→ **OBJECTIVE**: Copy the records below, putting "kitchen robot" wherever "warehouse robot" appears and keeping every other character the same.

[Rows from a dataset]
--- start ---

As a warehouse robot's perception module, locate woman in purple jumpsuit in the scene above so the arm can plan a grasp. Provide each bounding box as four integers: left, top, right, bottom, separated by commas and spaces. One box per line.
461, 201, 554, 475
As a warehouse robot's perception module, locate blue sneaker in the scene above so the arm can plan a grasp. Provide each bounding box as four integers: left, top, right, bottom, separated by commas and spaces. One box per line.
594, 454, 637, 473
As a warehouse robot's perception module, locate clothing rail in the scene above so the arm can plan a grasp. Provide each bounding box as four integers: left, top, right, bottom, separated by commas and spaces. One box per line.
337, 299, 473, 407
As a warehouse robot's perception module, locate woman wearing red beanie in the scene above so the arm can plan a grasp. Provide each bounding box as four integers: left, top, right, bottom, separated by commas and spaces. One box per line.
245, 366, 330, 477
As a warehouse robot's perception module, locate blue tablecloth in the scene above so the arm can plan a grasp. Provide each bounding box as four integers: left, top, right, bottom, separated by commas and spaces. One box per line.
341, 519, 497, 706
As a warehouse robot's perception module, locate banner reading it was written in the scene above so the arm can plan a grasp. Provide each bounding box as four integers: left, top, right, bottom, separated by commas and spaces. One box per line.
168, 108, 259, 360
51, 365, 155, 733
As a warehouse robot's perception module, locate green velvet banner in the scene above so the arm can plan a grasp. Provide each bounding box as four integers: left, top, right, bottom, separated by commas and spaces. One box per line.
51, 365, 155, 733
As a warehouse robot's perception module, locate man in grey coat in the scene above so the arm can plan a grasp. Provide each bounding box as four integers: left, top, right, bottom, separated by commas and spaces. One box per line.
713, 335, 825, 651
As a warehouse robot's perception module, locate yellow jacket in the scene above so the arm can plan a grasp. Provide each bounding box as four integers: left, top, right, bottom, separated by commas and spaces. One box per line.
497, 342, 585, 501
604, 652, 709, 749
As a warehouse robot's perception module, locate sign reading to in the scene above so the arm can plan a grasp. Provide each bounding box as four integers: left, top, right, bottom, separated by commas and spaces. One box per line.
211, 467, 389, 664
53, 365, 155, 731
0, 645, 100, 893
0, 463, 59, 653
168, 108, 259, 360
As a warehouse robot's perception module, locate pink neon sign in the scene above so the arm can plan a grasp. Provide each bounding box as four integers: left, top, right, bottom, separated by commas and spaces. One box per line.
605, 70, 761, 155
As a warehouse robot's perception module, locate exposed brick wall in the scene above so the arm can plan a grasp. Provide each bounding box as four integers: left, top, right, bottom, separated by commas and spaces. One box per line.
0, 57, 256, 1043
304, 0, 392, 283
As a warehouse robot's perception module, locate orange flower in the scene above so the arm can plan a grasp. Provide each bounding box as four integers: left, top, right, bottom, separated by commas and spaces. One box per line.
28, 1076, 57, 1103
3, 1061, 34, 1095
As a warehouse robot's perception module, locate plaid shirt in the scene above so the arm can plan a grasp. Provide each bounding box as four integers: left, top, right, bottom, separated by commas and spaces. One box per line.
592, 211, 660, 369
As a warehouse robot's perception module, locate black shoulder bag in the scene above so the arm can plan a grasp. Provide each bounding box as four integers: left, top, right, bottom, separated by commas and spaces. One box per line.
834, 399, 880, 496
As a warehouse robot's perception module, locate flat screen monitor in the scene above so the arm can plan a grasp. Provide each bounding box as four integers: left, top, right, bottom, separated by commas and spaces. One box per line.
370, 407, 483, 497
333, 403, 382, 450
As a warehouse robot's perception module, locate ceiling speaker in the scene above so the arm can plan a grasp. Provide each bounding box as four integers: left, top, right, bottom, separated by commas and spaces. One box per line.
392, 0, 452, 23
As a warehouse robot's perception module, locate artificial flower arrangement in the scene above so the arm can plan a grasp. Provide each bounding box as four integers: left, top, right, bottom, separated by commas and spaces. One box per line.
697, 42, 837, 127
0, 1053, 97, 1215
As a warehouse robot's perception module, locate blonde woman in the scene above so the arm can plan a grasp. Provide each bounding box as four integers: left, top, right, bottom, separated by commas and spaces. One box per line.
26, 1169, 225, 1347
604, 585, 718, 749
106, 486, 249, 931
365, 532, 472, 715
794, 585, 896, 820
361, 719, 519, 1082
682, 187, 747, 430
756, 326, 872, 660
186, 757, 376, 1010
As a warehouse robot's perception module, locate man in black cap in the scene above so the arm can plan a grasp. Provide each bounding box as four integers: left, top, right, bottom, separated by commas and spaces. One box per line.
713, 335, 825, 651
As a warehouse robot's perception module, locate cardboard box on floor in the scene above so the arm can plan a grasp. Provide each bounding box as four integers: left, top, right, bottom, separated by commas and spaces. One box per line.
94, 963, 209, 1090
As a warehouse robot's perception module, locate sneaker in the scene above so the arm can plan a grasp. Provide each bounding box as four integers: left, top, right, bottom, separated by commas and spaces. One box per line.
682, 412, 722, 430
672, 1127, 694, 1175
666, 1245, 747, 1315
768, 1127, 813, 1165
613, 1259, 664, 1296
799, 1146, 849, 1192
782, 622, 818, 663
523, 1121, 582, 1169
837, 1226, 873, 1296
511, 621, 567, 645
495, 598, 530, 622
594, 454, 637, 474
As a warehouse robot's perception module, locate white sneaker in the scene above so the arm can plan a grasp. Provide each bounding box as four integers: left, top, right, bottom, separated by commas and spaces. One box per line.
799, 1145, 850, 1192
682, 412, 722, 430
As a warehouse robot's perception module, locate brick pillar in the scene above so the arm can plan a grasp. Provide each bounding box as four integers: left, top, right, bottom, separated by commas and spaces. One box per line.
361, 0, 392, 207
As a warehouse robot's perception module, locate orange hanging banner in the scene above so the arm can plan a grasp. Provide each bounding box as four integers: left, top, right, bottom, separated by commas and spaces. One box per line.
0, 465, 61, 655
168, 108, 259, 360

--- end ---

→ **ANSWER TO THIS PROBLEM**:
As a kitchen robot's perception module, locate woman in purple jumpsuit in the scene above so the arm can plan a grasp. Provide each bounding box as four integers: left, top, right, bottom, separated by commas and spaces. One box per line.
461, 201, 554, 475
As a kitchen robot's perception module, locate blue sneaker in the scene above so the arm can plan a grasp. Provide each bounding box as four integers: left, top, right, bottom, separated by commas and spaces. One box per line.
594, 454, 637, 473
As a kitchen robot's perception module, locate clothing rail in the scene above so the arm can plan a grasp. Provide each bounding box as four integers: left, top, right, bottom, separated by commas and spaces. One box per line.
337, 299, 473, 407
As a kitchen robot's perception module, locate woman wearing red beanie in the scene above so the arm can plan a grasp. Provide each bounding box as four integers: left, top, right, bottom, separated by commas and spaces. One box per line.
245, 366, 330, 477
As a kitchen robot's perception module, locate blue tablecloth in the scene above so the arm can plan a grasp. Provide each bounding box as four integers: left, top, right, bottom, separated by commas and spaces. One box per line.
341, 519, 497, 706
As a kitchen robot's perception module, locate banner reading it was written in the scene above so the arm can plan a grasp. Provide each bounding box as four integers: left, top, right, bottom, separated by commas and spaces. One box per line.
168, 108, 259, 360
51, 365, 155, 733
As a kitchen robot's perception module, locate green velvet banner in the scene above so the arm can plan a grasp. Provide each bounding box as four integers: left, top, right, bottom, separated by commas and spaces. One box per line.
51, 365, 155, 733
As a kitchen robot's perception module, locate man in grey coat in the scene above so the arm can plan a grasp. Provide each bounding box as four integers: left, top, right, bottom, separated by commas and spaces. One box per line.
713, 335, 825, 651
As a kitchen robot's perception module, locate yellow jacket in the scene above so the arm can plan a grasp. Provide each bounding box as four integers: left, top, right, bottom, separated by commas and spaces. One box per line.
497, 342, 585, 501
604, 652, 709, 749
As a kitchen robot's perception module, locate sign reading to in the scene above so the arm can plan a grasp. Provide each bounding box as four integers: left, top, right, bottom, separated by commas and spaces. One box per line.
211, 467, 389, 664
53, 365, 155, 731
0, 645, 100, 893
0, 463, 59, 653
168, 108, 259, 360
As a kitchen robot's perception module, locate pink neon sign in the scene above so the arm can plan a grasp. Provide each bounding box as four integers: left, top, right, bottom, separated by commas and spaces. One box per line.
605, 70, 761, 155
As a kitchen robot's perception module, locate exposed brick wall in the scene above so the arm can plan a grasp. Provide each bounding box as four integers: left, top, right, bottom, separated by commas and spaces. One box per line.
0, 57, 256, 1043
304, 0, 392, 283
As a kitchen robot's perception module, locate orange flower in the scene above so the arm can plan a grasp. Provide each bounding box as four integers: left, top, right, bottom, separated by commas and spaces. One box per line.
28, 1076, 57, 1103
3, 1061, 34, 1095
As a kitchen robot's perception module, locate plaid shirt in the scene above so the arm can plan a grasp. Provide each bounding box as four integers: left, top, right, bottom, separated by commas and spaces. One box per line.
592, 211, 660, 369
As a kitchen robot's perception module, locate black shoulder bag in the scene above so the arm can plan a grasp. Provide each bounding box as four integers: left, top, right, bottom, separated by commas and spaces. One box per line.
834, 399, 880, 496
As a kitchen robot's perception module, locate flat screen monitor in the scene above so the arm can plan a grasp. Provide each bounding box as four integers: left, top, right, bottom, separated by commas and spaces. One box per line.
370, 407, 483, 497
333, 403, 382, 450
As a kitchen robot's perception module, locate ceiling speaker in the scene above so the arm can plan a grasp. Provide each bounding box as four integers: left, top, right, bottom, separated by commas and spaces. One box per line.
392, 0, 452, 23
As a kitchen robot's perception module, locate artificial flower arrangement in the scene above so the arm can plan a grasp. Provide each bounding box as four integers: left, top, right, bottom, separated by commas and spaces. One box per line.
697, 42, 837, 127
0, 1053, 97, 1215
As a kitchen robot's perception module, locate blonde woman in the scene above so the arm can plan a grasp. Provide each bounding box as four integers: left, top, right, bottom, separated by commas and spaces. One box per line.
26, 1169, 225, 1347
604, 585, 718, 749
106, 486, 249, 931
365, 532, 472, 715
794, 585, 896, 820
361, 719, 519, 1082
682, 187, 747, 430
756, 326, 872, 660
186, 757, 376, 1010
As a kitchen robot's perception module, locate man in black cap in the scene above so the arm can plan a grasp. Provide each bounding box as four integers: left, top, right, bottom, separated by commas and spaces. One box per line.
713, 335, 825, 651
As a kitchen robot's perception module, locate cardboard box on floor in the scene above so the arm can plan a grasp. Provide each bounding box as four integers: left, top, right, bottom, separated by commas and spaces. One box per line.
94, 963, 209, 1090
As a kitchen robot's perception module, locate sneaker in the scene above so the arm can plan a grasp. Provide each bounding box as four integers: left, top, right, bottom, separated by commas and spaces. One box per line.
682, 412, 722, 430
672, 1127, 694, 1175
666, 1245, 747, 1315
768, 1127, 813, 1165
613, 1259, 664, 1296
799, 1146, 849, 1192
782, 622, 818, 663
523, 1121, 582, 1169
837, 1226, 873, 1296
511, 621, 567, 645
495, 598, 530, 622
594, 454, 637, 474
As a kitchen robot's perception module, locate white sneaker in the scene above so the arm can plan a grasp. Provide each bounding box as four integers: left, top, right, bottom, separated by commas and spaces. One box per line.
799, 1145, 850, 1192
682, 412, 722, 430
As a kitchen robot's perception module, locate brick pillar in the scene above so the arm can plan a grasp. Provide each bounding box as four integers: left, top, right, bottom, separated by commas and spaces. One box per line.
361, 0, 392, 207
As a kitchen robot's perception module, locate orange hanging banner in the scene above so the arm can plan a grasp. Provide each bounding box as four integers: left, top, right, bottom, separated by commas and spaces. One box per line.
0, 465, 61, 655
168, 108, 259, 360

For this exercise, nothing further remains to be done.